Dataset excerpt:

"""

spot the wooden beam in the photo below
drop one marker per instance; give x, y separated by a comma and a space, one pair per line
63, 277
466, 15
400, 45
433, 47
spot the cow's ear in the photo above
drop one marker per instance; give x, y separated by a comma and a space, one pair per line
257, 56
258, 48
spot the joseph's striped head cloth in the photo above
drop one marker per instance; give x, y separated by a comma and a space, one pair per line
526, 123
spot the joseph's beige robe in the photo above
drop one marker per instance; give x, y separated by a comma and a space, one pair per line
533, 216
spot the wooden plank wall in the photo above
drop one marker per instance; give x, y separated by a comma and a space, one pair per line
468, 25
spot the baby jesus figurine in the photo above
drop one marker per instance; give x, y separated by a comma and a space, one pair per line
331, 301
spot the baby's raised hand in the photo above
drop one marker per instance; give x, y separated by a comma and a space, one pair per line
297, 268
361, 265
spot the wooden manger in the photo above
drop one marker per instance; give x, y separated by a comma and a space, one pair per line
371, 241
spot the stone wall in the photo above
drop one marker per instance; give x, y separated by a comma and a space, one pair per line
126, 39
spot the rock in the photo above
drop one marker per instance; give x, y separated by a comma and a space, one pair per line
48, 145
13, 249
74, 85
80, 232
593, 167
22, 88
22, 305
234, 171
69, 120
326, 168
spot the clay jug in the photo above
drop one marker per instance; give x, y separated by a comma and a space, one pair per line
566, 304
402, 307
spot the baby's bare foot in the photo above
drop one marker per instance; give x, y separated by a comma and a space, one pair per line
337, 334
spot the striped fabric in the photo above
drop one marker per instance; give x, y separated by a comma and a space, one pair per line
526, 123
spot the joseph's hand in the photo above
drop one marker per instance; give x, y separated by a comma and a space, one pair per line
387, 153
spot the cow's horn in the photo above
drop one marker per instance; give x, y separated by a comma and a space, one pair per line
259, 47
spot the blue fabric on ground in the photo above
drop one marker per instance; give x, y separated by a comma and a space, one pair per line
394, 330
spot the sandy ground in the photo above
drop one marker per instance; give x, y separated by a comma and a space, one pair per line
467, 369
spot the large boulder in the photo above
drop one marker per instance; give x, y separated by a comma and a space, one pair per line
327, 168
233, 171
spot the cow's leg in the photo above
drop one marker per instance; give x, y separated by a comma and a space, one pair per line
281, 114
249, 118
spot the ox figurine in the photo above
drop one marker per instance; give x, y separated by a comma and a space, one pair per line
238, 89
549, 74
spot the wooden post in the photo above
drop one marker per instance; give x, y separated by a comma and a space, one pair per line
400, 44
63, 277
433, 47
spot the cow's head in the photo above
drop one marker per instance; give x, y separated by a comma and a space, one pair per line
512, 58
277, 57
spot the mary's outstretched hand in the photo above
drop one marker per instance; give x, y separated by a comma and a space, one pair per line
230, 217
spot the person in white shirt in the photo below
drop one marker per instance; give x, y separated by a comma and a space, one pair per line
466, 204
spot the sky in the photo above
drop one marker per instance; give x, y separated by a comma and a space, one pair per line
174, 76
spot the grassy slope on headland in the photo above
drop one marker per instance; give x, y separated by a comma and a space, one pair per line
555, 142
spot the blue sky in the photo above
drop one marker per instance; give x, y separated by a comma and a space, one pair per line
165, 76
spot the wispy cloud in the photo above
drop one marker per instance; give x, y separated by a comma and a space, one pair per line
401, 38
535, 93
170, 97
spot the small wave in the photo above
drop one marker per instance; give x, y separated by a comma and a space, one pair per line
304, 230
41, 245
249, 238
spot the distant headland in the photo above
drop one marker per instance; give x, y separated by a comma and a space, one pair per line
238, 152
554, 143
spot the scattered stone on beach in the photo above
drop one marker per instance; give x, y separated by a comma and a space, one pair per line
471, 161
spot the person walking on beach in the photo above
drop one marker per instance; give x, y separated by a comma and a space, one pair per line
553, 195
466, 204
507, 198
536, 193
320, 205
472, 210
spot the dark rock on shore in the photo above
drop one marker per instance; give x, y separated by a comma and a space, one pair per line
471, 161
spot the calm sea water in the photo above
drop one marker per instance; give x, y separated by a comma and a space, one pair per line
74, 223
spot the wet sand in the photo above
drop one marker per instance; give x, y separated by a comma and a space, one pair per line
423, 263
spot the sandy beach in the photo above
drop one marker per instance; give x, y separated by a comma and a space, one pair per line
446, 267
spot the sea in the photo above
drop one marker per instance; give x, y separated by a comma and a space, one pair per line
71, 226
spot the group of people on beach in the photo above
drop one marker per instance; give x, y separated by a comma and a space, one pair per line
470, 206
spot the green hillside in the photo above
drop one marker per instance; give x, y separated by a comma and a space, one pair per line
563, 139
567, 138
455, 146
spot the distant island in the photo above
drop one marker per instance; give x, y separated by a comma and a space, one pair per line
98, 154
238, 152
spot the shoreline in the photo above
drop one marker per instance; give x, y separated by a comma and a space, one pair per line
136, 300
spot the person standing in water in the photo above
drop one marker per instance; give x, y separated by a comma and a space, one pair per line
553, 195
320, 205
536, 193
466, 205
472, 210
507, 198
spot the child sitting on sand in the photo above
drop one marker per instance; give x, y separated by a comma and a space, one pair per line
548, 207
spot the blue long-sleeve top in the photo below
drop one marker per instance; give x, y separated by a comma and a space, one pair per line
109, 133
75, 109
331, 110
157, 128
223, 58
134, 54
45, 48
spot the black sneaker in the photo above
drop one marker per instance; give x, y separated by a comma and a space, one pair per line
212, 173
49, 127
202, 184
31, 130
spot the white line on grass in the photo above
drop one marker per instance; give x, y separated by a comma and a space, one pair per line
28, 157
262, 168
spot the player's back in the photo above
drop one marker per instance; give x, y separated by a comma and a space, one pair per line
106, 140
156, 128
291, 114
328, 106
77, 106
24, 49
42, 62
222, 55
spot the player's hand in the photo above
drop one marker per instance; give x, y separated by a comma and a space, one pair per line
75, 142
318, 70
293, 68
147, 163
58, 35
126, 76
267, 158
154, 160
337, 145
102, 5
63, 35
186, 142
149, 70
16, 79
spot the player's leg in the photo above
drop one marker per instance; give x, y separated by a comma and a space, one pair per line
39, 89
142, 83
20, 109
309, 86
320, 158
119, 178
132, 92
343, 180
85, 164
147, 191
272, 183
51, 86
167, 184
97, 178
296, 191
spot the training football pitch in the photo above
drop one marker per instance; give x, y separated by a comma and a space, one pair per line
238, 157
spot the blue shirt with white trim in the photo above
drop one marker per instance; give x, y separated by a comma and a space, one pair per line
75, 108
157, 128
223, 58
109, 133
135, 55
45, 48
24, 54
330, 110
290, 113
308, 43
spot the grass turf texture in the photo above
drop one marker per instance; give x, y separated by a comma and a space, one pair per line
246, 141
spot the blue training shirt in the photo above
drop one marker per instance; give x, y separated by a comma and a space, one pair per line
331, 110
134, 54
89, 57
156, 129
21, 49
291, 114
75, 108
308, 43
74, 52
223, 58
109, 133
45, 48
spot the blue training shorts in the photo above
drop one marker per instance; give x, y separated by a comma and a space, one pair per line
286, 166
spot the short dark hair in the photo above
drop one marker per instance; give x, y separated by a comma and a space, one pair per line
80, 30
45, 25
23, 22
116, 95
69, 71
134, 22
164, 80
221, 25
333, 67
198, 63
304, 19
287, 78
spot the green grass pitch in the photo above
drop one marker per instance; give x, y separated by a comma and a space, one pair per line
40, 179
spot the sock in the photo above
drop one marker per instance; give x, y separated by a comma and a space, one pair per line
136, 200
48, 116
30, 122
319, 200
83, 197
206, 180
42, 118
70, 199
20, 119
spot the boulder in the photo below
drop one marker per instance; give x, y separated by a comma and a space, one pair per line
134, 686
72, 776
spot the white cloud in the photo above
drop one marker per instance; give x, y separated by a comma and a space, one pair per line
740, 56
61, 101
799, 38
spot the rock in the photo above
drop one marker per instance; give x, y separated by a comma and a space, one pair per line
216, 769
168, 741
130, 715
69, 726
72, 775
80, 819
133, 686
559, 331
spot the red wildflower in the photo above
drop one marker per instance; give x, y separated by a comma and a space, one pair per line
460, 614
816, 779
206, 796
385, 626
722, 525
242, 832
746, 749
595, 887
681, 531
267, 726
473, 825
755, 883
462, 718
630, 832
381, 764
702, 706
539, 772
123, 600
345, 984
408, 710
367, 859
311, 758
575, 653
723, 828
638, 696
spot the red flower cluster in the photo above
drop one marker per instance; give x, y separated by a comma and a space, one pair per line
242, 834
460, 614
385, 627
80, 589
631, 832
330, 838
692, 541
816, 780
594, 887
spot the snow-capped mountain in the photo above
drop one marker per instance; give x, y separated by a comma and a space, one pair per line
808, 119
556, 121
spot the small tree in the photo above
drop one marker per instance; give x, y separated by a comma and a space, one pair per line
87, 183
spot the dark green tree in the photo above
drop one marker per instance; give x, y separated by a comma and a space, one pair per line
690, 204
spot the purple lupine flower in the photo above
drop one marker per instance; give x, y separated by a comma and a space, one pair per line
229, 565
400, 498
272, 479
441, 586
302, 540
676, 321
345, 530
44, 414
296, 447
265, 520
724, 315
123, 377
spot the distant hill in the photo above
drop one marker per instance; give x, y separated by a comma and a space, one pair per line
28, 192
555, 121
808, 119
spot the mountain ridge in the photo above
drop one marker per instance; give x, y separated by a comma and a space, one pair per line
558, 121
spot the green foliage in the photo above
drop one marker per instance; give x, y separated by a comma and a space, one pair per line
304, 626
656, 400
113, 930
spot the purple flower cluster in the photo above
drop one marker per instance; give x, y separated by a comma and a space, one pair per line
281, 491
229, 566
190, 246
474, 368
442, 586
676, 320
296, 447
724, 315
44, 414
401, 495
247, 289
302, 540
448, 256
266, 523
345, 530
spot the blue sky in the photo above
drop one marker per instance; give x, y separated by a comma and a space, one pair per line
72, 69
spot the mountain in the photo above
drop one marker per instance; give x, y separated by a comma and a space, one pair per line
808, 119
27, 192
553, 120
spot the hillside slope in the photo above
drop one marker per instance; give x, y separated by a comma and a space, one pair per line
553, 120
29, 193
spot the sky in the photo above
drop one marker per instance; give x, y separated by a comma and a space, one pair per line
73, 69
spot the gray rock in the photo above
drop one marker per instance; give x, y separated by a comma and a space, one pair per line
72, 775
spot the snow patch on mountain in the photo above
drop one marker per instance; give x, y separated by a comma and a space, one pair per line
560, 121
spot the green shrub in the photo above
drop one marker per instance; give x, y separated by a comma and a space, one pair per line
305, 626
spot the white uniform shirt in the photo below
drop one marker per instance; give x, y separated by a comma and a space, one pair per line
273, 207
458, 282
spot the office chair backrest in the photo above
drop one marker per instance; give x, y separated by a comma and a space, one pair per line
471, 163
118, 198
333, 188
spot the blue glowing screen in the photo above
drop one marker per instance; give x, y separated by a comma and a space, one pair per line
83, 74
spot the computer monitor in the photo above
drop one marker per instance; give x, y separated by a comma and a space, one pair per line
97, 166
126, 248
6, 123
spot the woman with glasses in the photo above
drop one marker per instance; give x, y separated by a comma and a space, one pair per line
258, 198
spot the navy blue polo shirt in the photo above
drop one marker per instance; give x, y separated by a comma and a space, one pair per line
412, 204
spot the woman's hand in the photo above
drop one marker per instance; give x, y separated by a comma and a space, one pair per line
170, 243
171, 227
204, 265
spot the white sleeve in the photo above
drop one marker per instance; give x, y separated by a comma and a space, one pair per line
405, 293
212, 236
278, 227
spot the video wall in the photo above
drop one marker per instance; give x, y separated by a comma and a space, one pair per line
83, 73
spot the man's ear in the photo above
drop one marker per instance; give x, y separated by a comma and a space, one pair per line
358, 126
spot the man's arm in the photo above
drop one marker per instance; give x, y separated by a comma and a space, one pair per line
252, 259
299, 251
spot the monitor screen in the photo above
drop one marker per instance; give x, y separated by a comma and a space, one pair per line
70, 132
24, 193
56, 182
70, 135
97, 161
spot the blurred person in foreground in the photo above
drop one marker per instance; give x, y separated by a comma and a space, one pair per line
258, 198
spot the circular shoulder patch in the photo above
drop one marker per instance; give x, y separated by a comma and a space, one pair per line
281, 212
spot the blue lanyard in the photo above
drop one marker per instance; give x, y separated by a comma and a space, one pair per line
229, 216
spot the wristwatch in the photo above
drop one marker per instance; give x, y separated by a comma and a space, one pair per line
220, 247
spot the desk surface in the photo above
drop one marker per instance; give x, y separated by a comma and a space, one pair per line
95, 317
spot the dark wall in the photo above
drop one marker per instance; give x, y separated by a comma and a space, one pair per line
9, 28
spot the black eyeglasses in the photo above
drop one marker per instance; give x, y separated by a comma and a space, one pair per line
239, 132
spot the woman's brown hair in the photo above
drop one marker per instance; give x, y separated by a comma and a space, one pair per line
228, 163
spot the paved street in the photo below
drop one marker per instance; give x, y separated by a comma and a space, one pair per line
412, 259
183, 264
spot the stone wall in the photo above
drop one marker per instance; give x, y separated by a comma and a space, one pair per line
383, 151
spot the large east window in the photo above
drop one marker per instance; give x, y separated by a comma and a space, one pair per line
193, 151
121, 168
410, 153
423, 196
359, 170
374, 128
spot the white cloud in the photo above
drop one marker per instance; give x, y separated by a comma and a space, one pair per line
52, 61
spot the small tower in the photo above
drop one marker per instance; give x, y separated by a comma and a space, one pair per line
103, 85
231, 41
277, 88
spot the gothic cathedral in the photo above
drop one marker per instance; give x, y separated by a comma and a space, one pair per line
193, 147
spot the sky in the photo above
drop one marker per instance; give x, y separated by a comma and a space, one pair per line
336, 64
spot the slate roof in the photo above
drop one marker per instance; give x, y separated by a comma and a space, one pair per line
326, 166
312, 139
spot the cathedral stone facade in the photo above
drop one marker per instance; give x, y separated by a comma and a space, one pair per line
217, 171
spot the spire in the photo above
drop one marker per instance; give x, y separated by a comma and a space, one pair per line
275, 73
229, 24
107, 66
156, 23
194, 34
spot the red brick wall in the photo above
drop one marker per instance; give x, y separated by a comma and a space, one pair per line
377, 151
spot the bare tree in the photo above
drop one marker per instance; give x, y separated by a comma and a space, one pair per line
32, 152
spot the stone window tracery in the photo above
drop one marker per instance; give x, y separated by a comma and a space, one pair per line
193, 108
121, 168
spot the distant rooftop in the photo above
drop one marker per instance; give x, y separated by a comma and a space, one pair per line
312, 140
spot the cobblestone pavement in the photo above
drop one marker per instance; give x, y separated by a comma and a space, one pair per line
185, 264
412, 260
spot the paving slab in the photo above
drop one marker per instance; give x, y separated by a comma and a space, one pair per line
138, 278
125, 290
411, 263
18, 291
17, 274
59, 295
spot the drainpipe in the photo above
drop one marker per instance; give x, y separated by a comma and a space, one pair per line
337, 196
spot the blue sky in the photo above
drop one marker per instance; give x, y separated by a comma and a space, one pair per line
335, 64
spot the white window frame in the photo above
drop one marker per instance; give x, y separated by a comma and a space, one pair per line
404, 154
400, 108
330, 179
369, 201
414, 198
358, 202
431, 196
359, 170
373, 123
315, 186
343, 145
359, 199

"""

WHAT TO PRODUCE: Repeat exactly the lines from the line containing "spot the red brick wall in the photo above" through the end of the listing above; both boundary lines are part of the output.

OUTPUT OF THE TASK:
spot the red brick wall in the photo above
drop one marker per instance; give x, y separated by a comma and a space, one pair per line
377, 151
spot the bare tree in the photo above
drop one marker per instance; give x, y separated by a comma and a space, one pair per line
32, 152
spot the stone window tracery in the photo above
drop one marker per instance; give x, y separated by a comma and a space, one pair per line
193, 108
121, 168
spot the distant rooftop in the photo above
drop one marker per instance; give x, y separated by a comma and a space, one pair per line
312, 140
spot the cobblestone pavement in the photo above
drop one marker per instance; give x, y separated by a comma and a space, one pair per line
185, 264
412, 260
spot the paving slab in the photo above
drop one marker per instance; give x, y separated by a comma and a space, one pair per line
138, 278
125, 290
411, 263
18, 291
17, 274
59, 295
spot the drainpipe in the photo above
drop one marker per instance; give x, y separated by a comma and a space, one pair per line
337, 196
spot the blue sky in the photo above
drop one marker per instance; give x, y separated by a comma and a space, one pair per line
335, 64
spot the white window frame in the photo above
drop one marker per instance; give x, y separated by a comma and a space, one pair per line
404, 154
400, 108
330, 179
369, 201
414, 198
358, 202
431, 196
359, 170
373, 123
315, 186
343, 145
359, 199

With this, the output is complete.